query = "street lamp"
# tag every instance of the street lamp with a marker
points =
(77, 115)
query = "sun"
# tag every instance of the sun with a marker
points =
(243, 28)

+++

# What you are asked to do:
Arrange the material above as a JSON array of strings with one string per line, omitting blank lines.

# Result of the exercise:
[
  "query = \"street lamp\"",
  "# tag every instance of the street lamp with a marker",
  "points =",
  "(77, 115)",
  "query = \"sun\"",
  "# tag every instance of the sun with a marker",
  "points =",
  "(243, 28)"
]